Task statement:
All lines from the one with "Target: berry cluster" to the end of the data: return those exactly, and only those.

Items listed in a dataset:
'''
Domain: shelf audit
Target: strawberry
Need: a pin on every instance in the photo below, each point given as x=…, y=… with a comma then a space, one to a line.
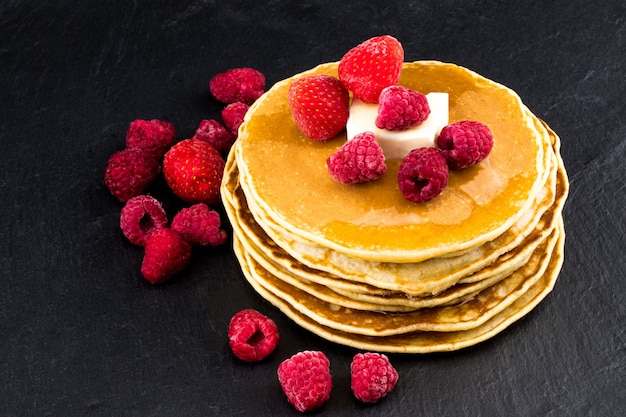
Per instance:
x=167, y=253
x=371, y=66
x=193, y=170
x=319, y=105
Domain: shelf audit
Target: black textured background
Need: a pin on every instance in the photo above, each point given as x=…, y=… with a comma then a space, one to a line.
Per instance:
x=82, y=334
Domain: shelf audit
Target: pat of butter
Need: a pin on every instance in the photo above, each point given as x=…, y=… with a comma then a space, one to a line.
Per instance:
x=398, y=143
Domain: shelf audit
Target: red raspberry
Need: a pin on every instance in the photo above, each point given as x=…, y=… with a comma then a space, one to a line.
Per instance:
x=372, y=376
x=156, y=136
x=200, y=225
x=233, y=115
x=215, y=134
x=371, y=66
x=238, y=84
x=167, y=252
x=400, y=108
x=306, y=380
x=422, y=175
x=358, y=160
x=465, y=143
x=252, y=336
x=129, y=172
x=193, y=170
x=141, y=216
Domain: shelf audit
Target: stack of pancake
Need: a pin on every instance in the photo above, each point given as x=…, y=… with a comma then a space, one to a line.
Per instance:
x=360, y=265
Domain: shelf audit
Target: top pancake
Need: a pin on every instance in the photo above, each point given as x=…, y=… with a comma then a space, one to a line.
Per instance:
x=285, y=175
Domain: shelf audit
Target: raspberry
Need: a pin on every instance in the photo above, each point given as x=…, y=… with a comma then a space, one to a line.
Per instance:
x=167, y=252
x=233, y=116
x=238, y=84
x=215, y=134
x=465, y=143
x=200, y=225
x=358, y=160
x=400, y=108
x=140, y=216
x=422, y=175
x=129, y=172
x=372, y=376
x=252, y=336
x=156, y=136
x=305, y=379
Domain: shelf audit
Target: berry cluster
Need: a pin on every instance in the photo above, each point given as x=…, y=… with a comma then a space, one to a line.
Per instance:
x=371, y=71
x=305, y=377
x=193, y=170
x=167, y=250
x=238, y=88
x=423, y=173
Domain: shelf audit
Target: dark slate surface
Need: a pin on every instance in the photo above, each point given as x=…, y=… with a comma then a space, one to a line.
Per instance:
x=84, y=335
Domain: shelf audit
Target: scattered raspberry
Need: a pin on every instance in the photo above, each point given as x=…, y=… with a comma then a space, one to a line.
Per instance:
x=252, y=336
x=465, y=143
x=167, y=252
x=238, y=84
x=422, y=175
x=200, y=225
x=129, y=172
x=233, y=115
x=371, y=66
x=372, y=376
x=358, y=160
x=140, y=216
x=306, y=380
x=156, y=136
x=193, y=169
x=215, y=134
x=401, y=108
x=319, y=105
'''
Answer for this exercise:
Target: berry cluster
Need: a pin on every instance in the photo above, each point given as x=…, y=… with a comma then a space, one to a line.
Per instance:
x=371, y=71
x=305, y=377
x=193, y=170
x=167, y=250
x=238, y=88
x=423, y=173
Domain: shelf audit
Target: dark slate surface
Need: a pin on every instance in the photo above, each point given as x=…, y=… with a comma then a space, one to a line.
Per instance:
x=84, y=335
Domain: shelf audit
Target: scattered raspberry
Need: a pin on every instance in the photo above, each point given as x=…, y=… with a comma then a space, one to a line.
Per instance:
x=252, y=336
x=465, y=143
x=167, y=252
x=238, y=84
x=422, y=175
x=200, y=225
x=129, y=172
x=233, y=115
x=371, y=66
x=372, y=376
x=358, y=160
x=140, y=216
x=306, y=380
x=156, y=136
x=193, y=169
x=215, y=134
x=401, y=108
x=319, y=105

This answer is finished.